NASA says it's going to land the Mars InSight lander on the surface of the Red Planet in a few weeks, no matter what.

InSight launched from California's Vandenberg Air Force Base on May 5 along with a pair of experimental cubesats dubbed MarCO that will act as communications relays during the spacecraft's descent to the surface on Nov. 26.

InSight project manager Tom Hoffman told reporters on Wednesday that due to the craft's ballistic entry trajectory, touchdown on the surface will occur at 11:47 a.m. PT that day "regardless of anything."

The lander, which is designed to stay in one place and study the interior of Mars including potential "Marsquakes," will arrive in the midst of dust storm season so engineers included extra thermal protection to compensate for the craft's short but dramatic trip through the thin Martian atmosphere.

In the video below, Rob Manning, chief engineer at NASA's Jet Propulsion Laboratory, breaks down how the seven-minute journey from the top of Mars' atmosphere to the ground will go:

Basically, InSight's "cruise stage" will drop the lander covered by an aeroshell into the atmosphere. The vehicle will deploy a supersonic parachute and drop its heat shield while slowing from 12,300 miles per hour (19,795 km/h) all the way down to 5 mph just before landing when retro rockets will fire to ensure a soft touch down.

InSight will be landing in a large flat part of the planet called Elysium Planitia, hopefully in a section that looks like a parking lot with few rocks, according to Hoffman.

While NASA will be streaming live coverage of the landing Nov. 26, don't expect any epic views of the landing like we've become accustomed to with SpaceX Falcon 9 recoveries. The two cameras on board Insight won't snap their first pictures until after the dust from landing has cleared. 

It might be possible for the Mars Reconnaissance Orbiter to snap a picture of Insight and its deployed parachute during descent, but that's probably the best view we can hope for of the landing process. 

Nonetheless, all those live shots of tense moments from mission control will make it worth tuning in on Nov. 26.

EXTRACTED MATERIAL:
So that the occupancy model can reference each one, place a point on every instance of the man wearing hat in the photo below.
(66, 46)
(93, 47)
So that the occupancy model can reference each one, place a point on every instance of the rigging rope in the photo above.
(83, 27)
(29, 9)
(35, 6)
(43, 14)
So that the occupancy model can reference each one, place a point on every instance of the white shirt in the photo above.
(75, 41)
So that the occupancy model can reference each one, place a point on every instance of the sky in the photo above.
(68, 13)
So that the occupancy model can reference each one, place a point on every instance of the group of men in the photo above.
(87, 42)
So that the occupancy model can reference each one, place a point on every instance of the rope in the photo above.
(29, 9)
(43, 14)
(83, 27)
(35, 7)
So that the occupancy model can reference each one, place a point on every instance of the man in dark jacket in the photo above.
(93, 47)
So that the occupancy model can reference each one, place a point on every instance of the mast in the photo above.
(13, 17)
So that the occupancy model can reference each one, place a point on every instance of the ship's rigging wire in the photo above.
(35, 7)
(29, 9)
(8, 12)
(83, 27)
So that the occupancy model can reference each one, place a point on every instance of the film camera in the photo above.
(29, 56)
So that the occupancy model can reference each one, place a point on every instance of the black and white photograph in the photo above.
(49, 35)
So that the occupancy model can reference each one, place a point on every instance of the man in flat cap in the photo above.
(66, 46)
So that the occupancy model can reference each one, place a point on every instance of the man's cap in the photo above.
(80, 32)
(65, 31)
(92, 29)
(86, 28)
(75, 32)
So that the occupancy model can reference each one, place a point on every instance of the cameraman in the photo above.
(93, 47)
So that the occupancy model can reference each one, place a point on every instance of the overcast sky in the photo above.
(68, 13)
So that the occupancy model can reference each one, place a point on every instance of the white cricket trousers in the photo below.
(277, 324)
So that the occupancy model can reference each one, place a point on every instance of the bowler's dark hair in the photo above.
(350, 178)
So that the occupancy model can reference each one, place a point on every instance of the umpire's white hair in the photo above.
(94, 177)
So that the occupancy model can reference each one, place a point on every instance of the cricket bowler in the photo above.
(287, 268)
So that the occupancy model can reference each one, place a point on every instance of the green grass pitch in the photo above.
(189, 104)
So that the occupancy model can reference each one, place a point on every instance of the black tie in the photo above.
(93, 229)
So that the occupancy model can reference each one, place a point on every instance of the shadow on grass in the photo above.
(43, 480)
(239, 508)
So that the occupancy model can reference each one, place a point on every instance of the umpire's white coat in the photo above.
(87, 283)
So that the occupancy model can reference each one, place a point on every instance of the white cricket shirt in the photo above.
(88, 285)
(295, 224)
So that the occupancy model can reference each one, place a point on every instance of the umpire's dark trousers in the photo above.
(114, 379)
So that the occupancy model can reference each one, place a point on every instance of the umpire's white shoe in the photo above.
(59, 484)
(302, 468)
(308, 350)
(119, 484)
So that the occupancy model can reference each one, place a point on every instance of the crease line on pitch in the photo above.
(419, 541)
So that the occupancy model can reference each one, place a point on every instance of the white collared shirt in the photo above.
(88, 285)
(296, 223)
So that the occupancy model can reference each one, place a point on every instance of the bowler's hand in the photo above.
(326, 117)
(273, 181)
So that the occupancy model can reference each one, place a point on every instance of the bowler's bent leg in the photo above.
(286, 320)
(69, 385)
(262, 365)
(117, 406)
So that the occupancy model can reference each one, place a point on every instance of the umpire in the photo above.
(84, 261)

TASK REQUIREMENTS: Please copy the whole InSight landing piece above, word for word.

TASK SOLUTION:
NASA says it's going to land the Mars InSight lander on the surface of the Red Planet in a few weeks, no matter what.

InSight launched from California's Vandenberg Air Force Base on May 5 along with a pair of experimental cubesats dubbed MarCO that will act as communications relays during the spacecraft's descent to the surface on Nov. 26.

InSight project manager Tom Hoffman told reporters on Wednesday that due to the craft's ballistic entry trajectory, touchdown on the surface will occur at 11:47 a.m. PT that day "regardless of anything."

The lander, which is designed to stay in one place and study the interior of Mars including potential "Marsquakes," will arrive in the midst of dust storm season so engineers included extra thermal protection to compensate for the craft's short but dramatic trip through the thin Martian atmosphere.

In the video below, Rob Manning, chief engineer at NASA's Jet Propulsion Laboratory, breaks down how the seven-minute journey from the top of Mars' atmosphere to the ground will go:

Basically, InSight's "cruise stage" will drop the lander covered by an aeroshell into the atmosphere. The vehicle will deploy a supersonic parachute and drop its heat shield while slowing from 12,300 miles per hour (19,795 km/h) all the way down to 5 mph just before landing when retro rockets will fire to ensure a soft touch down.

InSight will be landing in a large flat part of the planet called Elysium Planitia, hopefully in a section that looks like a parking lot with few rocks, according to Hoffman.

While NASA will be streaming live coverage of the landing Nov. 26, don't expect any epic views of the landing like we've become accustomed to with SpaceX Falcon 9 recoveries. The two cameras on board Insight won't snap their first pictures until after the dust from landing has cleared. 

It might be possible for the Mars Reconnaissance Orbiter to snap a picture of Insight and its deployed parachute during descent, but that's probably the best view we can hope for of the landing process. 

Nonetheless, all those live shots of tense moments from mission control will make it worth tuning in on Nov. 26.